**What to produce:** Which lines run from the one containing "label the black lamp" to the end of the entries? Copy them exactly, both ends included, and give nothing else.

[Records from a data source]
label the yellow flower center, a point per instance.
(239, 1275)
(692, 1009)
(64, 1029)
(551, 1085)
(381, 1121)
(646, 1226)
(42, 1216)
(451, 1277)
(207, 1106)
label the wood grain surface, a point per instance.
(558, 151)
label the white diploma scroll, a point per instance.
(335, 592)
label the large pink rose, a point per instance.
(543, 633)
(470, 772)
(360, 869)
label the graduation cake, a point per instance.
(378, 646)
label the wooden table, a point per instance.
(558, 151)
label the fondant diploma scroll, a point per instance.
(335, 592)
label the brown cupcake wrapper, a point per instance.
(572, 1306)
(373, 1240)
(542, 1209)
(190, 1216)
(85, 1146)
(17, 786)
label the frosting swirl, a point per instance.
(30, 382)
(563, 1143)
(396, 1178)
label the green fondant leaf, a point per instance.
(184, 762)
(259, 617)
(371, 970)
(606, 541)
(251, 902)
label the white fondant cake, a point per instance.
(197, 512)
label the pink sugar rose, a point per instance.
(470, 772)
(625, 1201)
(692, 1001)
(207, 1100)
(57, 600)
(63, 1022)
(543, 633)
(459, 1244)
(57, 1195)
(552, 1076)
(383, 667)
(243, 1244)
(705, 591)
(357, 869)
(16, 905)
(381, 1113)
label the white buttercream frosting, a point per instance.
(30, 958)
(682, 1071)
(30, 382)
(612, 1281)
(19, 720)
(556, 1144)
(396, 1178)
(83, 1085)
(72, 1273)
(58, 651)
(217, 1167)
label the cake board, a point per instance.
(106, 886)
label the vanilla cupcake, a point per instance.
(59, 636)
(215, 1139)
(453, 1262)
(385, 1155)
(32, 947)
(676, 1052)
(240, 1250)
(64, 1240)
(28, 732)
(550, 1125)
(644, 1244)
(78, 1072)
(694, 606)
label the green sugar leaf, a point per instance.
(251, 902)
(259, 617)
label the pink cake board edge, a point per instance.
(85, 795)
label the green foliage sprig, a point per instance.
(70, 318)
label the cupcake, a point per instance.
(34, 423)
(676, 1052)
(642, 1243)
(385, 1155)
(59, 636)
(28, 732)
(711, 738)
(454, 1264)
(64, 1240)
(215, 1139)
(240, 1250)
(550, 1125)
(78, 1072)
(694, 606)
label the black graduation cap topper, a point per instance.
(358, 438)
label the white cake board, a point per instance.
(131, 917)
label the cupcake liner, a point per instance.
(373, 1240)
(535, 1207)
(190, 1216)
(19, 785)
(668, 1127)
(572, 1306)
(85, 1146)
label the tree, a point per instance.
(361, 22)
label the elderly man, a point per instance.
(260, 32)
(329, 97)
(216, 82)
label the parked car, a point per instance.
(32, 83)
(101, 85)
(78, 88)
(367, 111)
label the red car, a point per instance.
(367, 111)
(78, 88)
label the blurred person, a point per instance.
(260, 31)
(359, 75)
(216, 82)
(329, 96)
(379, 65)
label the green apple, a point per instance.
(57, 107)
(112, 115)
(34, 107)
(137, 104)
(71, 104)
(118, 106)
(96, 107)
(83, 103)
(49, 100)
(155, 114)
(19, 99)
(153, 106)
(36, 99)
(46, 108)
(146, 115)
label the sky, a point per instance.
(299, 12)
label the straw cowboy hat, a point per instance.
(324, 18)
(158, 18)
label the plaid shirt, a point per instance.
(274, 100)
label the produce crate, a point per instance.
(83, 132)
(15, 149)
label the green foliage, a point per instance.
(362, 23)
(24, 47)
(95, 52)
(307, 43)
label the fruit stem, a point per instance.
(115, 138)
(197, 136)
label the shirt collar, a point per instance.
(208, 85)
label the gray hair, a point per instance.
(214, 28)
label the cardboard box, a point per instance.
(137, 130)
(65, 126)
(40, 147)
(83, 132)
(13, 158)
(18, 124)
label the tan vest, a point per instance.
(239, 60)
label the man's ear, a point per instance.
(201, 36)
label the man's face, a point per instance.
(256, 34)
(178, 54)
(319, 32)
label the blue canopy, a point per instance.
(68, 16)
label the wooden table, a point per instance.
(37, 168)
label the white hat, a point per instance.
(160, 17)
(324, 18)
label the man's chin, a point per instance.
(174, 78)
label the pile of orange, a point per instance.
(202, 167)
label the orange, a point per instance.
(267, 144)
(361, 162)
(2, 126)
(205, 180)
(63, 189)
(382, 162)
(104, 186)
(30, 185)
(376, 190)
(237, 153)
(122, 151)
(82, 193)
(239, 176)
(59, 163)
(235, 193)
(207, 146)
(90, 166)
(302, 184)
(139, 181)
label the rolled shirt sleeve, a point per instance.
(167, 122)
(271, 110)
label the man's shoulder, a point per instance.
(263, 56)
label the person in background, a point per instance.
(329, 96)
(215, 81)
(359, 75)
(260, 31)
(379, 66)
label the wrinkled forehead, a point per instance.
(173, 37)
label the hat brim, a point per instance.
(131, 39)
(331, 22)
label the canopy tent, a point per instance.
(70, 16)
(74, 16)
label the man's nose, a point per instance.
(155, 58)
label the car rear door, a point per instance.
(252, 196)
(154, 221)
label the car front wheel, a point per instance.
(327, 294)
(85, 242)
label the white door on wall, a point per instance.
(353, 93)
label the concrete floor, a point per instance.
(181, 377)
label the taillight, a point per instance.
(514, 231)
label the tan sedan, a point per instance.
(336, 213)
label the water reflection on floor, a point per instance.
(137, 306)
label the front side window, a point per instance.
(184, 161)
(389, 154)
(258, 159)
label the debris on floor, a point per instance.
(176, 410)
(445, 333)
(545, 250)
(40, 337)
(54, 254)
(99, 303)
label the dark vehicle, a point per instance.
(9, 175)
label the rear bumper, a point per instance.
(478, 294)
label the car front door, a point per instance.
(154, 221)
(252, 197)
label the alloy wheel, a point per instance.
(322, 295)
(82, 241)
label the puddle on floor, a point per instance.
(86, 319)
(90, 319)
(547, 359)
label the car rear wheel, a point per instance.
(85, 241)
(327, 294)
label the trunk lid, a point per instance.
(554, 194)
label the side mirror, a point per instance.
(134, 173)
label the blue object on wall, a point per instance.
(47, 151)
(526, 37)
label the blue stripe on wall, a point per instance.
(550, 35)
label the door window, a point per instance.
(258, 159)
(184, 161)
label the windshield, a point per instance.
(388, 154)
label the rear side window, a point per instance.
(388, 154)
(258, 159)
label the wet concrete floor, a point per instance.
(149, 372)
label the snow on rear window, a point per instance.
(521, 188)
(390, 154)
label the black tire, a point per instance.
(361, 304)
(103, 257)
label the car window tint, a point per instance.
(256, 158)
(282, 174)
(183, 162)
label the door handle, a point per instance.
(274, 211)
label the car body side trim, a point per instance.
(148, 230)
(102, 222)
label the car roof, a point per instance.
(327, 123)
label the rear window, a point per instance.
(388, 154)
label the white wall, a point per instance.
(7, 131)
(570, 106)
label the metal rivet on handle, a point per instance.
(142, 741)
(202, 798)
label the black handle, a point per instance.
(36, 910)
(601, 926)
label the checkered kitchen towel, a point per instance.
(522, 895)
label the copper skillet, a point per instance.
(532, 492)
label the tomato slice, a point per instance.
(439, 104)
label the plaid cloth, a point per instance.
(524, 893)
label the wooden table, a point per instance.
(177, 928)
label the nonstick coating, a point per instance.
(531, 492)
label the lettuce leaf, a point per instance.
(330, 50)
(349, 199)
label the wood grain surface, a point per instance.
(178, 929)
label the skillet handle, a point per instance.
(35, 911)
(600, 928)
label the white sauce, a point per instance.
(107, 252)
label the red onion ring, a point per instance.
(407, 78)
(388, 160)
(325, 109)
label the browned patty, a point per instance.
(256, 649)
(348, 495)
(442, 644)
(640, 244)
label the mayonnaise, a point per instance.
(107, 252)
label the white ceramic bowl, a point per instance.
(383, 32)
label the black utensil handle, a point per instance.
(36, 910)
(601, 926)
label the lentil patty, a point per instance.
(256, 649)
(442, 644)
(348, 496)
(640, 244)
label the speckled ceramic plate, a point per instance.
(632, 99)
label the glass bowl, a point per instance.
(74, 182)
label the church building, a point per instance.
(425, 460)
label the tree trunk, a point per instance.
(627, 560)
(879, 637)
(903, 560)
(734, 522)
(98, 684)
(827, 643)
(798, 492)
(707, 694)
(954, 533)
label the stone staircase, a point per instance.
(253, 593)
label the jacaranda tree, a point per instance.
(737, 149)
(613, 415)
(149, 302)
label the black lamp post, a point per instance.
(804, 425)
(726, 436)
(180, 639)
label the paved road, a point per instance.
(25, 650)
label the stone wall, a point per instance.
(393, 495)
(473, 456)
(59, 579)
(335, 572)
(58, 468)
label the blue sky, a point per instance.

**Exercise result:**
label the black lamp post, a point per instance.
(804, 425)
(726, 436)
(180, 639)
label the paved road, a point per instance.
(25, 650)
label the stone wall, a point per instance.
(393, 495)
(473, 456)
(59, 579)
(335, 572)
(58, 468)
label the blue sky, a point per instance.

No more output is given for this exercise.